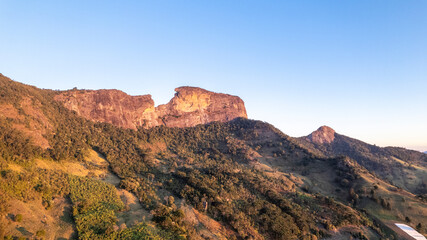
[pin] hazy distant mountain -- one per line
(402, 167)
(86, 164)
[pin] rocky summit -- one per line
(322, 135)
(189, 107)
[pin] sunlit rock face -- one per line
(323, 135)
(189, 107)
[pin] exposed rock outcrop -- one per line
(190, 106)
(322, 135)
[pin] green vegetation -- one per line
(213, 167)
(95, 204)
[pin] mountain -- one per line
(81, 164)
(401, 167)
(190, 106)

WHAT YOU ARE ASKED TO DO: Once the pictures are removed, copy the material above exactly.

COMPLETED TASK:
[pin] hazy distant mountain -- one per line
(402, 167)
(86, 164)
[pin] rocky summit -- one per line
(322, 135)
(189, 107)
[pin] sunlit rock face -- one per line
(323, 135)
(189, 107)
[pin] exposed rock outcrop -- one per line
(190, 106)
(322, 135)
[pin] green vegetation -- one per line
(213, 167)
(95, 204)
[pin] mountain -- one per line
(81, 164)
(401, 167)
(190, 106)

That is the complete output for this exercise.